__SUPPLIED MATERIAL__
────────

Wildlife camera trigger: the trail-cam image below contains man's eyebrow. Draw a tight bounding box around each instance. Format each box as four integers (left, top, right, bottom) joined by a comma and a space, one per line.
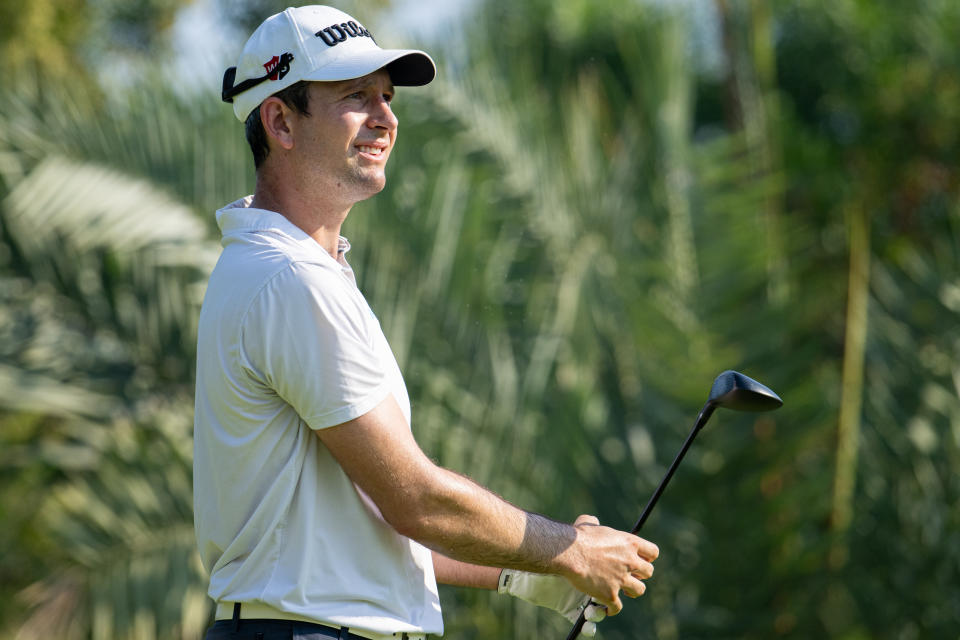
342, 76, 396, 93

────────

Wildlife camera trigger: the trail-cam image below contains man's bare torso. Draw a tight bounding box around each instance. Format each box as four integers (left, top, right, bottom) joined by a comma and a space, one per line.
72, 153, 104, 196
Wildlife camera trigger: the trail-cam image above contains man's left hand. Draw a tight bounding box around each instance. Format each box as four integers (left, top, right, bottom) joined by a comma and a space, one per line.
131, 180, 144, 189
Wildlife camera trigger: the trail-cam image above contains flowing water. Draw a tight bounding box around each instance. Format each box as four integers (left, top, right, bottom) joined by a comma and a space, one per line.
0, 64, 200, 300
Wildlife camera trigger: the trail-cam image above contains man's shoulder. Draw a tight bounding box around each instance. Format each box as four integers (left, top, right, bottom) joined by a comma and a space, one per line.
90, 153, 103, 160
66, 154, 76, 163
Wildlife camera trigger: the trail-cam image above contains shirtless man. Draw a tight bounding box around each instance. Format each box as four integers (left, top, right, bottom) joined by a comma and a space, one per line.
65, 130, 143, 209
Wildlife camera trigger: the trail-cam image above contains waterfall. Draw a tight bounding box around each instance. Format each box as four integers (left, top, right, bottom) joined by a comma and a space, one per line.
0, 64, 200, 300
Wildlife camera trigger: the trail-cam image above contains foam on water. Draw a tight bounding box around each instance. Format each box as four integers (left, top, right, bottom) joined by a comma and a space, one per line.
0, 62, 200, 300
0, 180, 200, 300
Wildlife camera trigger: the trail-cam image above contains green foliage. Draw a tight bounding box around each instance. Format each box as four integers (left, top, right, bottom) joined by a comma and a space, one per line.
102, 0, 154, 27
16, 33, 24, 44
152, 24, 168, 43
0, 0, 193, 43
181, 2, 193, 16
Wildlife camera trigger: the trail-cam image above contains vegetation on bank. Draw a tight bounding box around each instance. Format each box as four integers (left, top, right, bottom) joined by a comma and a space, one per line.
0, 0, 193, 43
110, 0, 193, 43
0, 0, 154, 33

────────

__GOAL__
Copy out the rows word for word, starting at the line that contains "contains man's bare" and ending after the line that contains "181, 2, 193, 16".

__RESPONSE__
Wildlife camera trigger: the trail-cam image below contains man's bare torso. Draw a tight bounding box around each instance. Format each box as four integers (left, top, right, bottom) joined by a comma and a space, one per line.
72, 153, 104, 196
Wildlife camera trigger: the trail-cam image above contains man's left hand. Draw a tight bounding box around each instance. Format each box as four integers (left, top, right, bottom) joined by a comma and a space, one per line.
131, 180, 144, 189
Wildlife camera trigger: the trail-cam image above contains flowing water. Draw a tight bounding box around each instance. Format each box as four integers (left, top, right, bottom) joined by a comma and a space, one per line.
0, 64, 200, 300
Wildlife camera trigger: the trail-cam image above contains man's shoulder. Draw a tight bounding box around each instance. Format each box as four integers (left, top, right, bottom) joined by a comma and a space, one per line.
90, 153, 103, 160
66, 154, 76, 163
Wildlife camera trigger: the trail-cam image above contains shirtless man. Draw a tight bounding box around each instance. Format each box as four integers (left, top, right, bottom) joined by a comma and a space, one per line.
65, 130, 143, 209
Wildlife camera trigger: the trail-cam image above contains waterfall. Draw a tight bounding box around each instance. Format each box as four integers (left, top, right, bottom) joined by a comma and a space, one per line.
0, 64, 200, 300
Wildlife camera trigger: the trail-cam image above contains foam on water. Draw a tight bounding box around each instance. Format each box as four integers (left, top, right, bottom) joined by a comma and a space, one per line.
0, 62, 200, 300
0, 180, 200, 300
Wildlife camera trigger: the trail-cam image above contains green foliage. Draw a tight bounding box around each instance. Format each box as four integers (left, top, right, bottom) joined by a comma and a space, one per line.
102, 0, 154, 27
16, 33, 24, 44
152, 24, 168, 43
0, 0, 193, 43
181, 2, 193, 16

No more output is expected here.